— start of Material shown —

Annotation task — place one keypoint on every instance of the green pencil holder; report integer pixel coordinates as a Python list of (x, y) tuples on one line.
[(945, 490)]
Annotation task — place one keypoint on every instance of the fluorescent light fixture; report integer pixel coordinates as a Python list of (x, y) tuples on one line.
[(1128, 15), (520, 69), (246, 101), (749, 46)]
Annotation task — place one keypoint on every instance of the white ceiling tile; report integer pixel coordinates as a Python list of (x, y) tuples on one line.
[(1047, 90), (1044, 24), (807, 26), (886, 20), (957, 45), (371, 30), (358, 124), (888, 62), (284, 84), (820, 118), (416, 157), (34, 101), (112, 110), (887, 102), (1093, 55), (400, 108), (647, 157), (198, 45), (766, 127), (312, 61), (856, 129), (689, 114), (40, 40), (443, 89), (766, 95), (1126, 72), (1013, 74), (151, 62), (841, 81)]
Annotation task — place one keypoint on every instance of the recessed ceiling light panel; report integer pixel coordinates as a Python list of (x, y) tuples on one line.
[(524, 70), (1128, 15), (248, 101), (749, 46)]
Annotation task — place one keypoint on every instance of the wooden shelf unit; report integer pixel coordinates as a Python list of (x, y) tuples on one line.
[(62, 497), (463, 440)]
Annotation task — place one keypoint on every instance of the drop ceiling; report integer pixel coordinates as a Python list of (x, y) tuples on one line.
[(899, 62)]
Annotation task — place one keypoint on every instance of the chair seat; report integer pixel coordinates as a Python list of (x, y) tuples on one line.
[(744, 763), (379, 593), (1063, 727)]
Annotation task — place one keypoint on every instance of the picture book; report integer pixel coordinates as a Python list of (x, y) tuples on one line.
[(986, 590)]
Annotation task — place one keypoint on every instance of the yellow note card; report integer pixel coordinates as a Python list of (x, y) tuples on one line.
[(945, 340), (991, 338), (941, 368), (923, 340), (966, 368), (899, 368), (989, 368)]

— end of Material shown —

Please reproduce all of the records above word for word, keeping each on its own line.

Task answer:
Annotation task — place one keypoint on every instance of the green pencil holder; report integer pixel coordinates as a Python list of (x, y) tuples on one line.
[(945, 490)]
Annotation task — place one keypoint on every instance of the fluorescent light fixture; report integer pixel coordinates as a Python list of (x, y) tuples on one line.
[(1128, 15), (520, 69), (246, 101), (749, 46)]
Annotation task — place one keypoint on every instance of the white ceiling tile; report integer pixel coordinates as a Python list of (x, y) tuples on one line.
[(1047, 90), (1044, 24), (807, 26), (886, 20), (957, 45), (371, 30), (358, 124), (888, 62), (284, 84), (820, 118), (416, 157), (34, 101), (112, 110), (887, 102), (1093, 55), (400, 108), (647, 157), (198, 45), (766, 127), (312, 61), (856, 129), (689, 114), (40, 40), (443, 89), (766, 95), (1126, 72), (1013, 74), (151, 62), (841, 81)]
Annotation task — place one keypoint on every instance of the recessed ceiling light panel; report integer pixel coordinates as a Python list of (x, y) tuples on one line.
[(524, 70), (1128, 15), (248, 101), (749, 46)]
Annotation task — place one keypoint on every instance of the wooden shelf unit; report integer pixel coordinates as a Python list of (x, y) tuples on one line.
[(62, 497), (463, 440)]
Annotation task — place one keypoint on every instance of the drop ceiling; report integer pixel coordinates as a Python list of (x, y) tuples on one line.
[(899, 62)]
Annotation task — place one keypoint on every instance of the chair seat; report integer pixel coordinates as a Python list of (x, y) tuples on one line.
[(744, 763), (379, 593), (1063, 727)]
Annotation task — place one keypoint on every instance of the picture book; report integer pixel coordinates as a Python list of (x, y) tuples on one line.
[(986, 590)]
Annotation task — place one keypoint on every instance of the yellow note card; report integer pixel coordinates as a Python list of (x, y) tuples on one line.
[(945, 340), (991, 338), (941, 368), (923, 340), (966, 368), (899, 368), (989, 368)]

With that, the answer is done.